Image point grounding data
= = = = = = =
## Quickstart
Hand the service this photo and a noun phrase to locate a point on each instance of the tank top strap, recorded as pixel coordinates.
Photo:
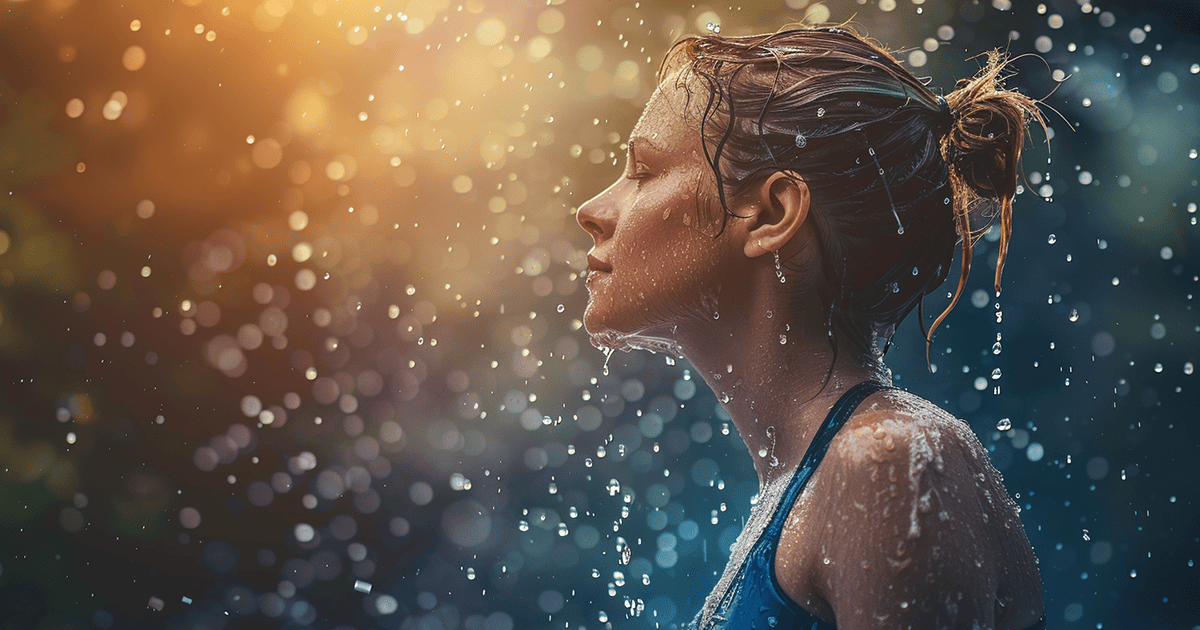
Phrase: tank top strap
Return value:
(833, 423)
= = = = = = =
#### WORK ITEM:
Look through the entries, and return every line that the word "tank" appears in.

#### EXPECTED OUTPUT:
Hand the service this photo and a noun phrase to locate a point on each instance of the tank top strap, recorded as pixel coordinates.
Phrase: tank top strap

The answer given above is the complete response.